DOCUMENT SEGMENT:
━━━━━━

That way of life stands in great contrast to the way of life of Americans and Westerners today. Where we revel in excess and luxury, the Spartans sought moderation and simplicity.
Where we glorify the fruits of fortune — wealth, status, clout — the Spartans banned them outright. Where we fear and avoid death and pain at all costs, the Spartans trained themselves to hold them in contempt.
This isn’t to say we should copy them in every way. But many of their greatest strengths are now our biggest weaknesses, and in this, we could profit by their example.
The Hedonic Treadmill
The credo of our current era (by default, rather than an intentional point of dogma), is crassly hedonistic: having rejected the idea of objective purpose, we have defaulted to a cultural place where one's "lived experience" serves as the highest prerogative, and the overriding and rarely-questioned purpose of an individual's life is to seek pleasure and avoid pain.
We often obscure this fact by telling ourselves that we are pursuing "happiness", although in practice this rarely looks much different. And not often do we stop to think: what if happiness is the sort of thing that can only ever arise as a byproduct, but not an end in itself? What if it cannot be reached by the straightest or most obvious-seeming path? What if there’s more to life than happiness?
Sometimes we give lip service to the idea of a higher good, but rarely do we act accordingly. Too much of life today is therefore racing forward on the hedonic treadmill, chasing the next pleasure or reward that our tastes have inclined us to covet.
What is the hedonic treadmill? It's the classic pattern of pleasure-seeking wherein the more we get, the more we want, and the less we value the past high. And once on the treadmill, at each step we find ourselves to be increasingly compelled forward whether we want to go on or not.
So while we find it easy to hop from one treadmill to the next, we can't find the off button. This mode of life is a form of self-imposed slavery to your baser nature — to the animal instinct to seek pleasure and avoid pain. As a hedonist your mind is just an instrument of your desire; your reason becomes a slave to passion; you are not the master of your soul, nor the captain of your fate.
Modern thinkers like Nassim Taleb and Naval Ravikant have warned about the "diseases of abundance" that we have begun to fall prey to as a society — pathologies that arise for the individual and for the collective as a result of having too much of a good thing.

━━━━━━

Stored data
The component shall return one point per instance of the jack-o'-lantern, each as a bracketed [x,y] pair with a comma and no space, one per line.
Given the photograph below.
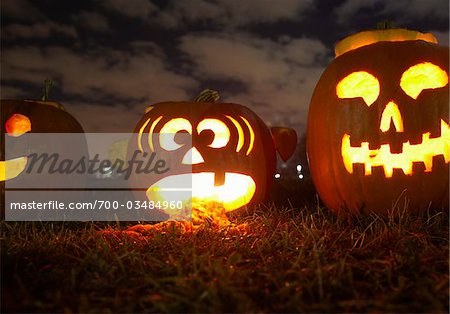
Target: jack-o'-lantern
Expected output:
[230,159]
[20,117]
[378,133]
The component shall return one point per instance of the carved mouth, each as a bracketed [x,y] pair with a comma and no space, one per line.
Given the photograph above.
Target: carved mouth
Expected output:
[10,169]
[382,157]
[236,191]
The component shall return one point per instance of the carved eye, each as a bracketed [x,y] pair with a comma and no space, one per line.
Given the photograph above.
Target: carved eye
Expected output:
[359,84]
[167,135]
[422,76]
[17,125]
[220,130]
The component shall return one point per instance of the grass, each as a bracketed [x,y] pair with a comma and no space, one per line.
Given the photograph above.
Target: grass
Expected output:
[280,258]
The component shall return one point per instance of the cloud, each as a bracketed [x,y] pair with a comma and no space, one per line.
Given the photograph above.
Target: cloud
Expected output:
[38,30]
[133,9]
[224,13]
[442,37]
[21,10]
[104,76]
[92,21]
[278,77]
[404,9]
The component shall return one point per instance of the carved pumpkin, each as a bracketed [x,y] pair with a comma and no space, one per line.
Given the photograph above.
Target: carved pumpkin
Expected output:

━━━━━━

YOUR INSTRUCTIONS:
Resume the essay on Spartan moderation and the hedonic treadmill, starting after its last sentence.

WRITTEN ANSWER:
The world as a whole has never been richer, and it has never been more heavily in debt, living off borrowed money. The record shows that, for society, the richer we become, the harder it get to live within our means. Abundance is harder for us to handle than scarcity.
Nassim Taleb, Antifragile
All modern diseases are diseases of abundance. We punish ourselves by constantly entertaining our minds and bodies.
— Naval (@naval) January 17, 2016
These diseases — ranging from obesity to boredom, social media or drug addiction to nihilism, weakness of character to unfettered greed — are some of the most prevalent we currently face as individuals and societies.
Being addicted to video games like WoW is a disease of abundance. It’s something that results from too much free time and too much access to entertainment; if you were in a survival scenario, it is not a problem you would have. Not having left your house for 10 days after intermittently binging Netflix and ordering Uber Eats is a disease of abundance. Spending 50% of your waking hours mindlessly scrolling TikTok and Instagram, despite not wanting to, is a disease of abundance.
And even people that suffer from relative scarcity in our society — unemployment, student debt, etc. — are often struggling simultaneously with behaviors like those described above. They might have picked them up by growing up in an environment of relative abundance, which only serves to compound their problems when facing true scarcity. The diseases of abundance are therefore quite advanced in our society. And we haven't caught up to this fact quite yet.
We are still too busy squabbling about who has more to notice that we all have too much, especially in richer nations. Under these conditions, more material abundance cannot solve our deepest problems, but can certainly add to them. Progress needs to come from another direction.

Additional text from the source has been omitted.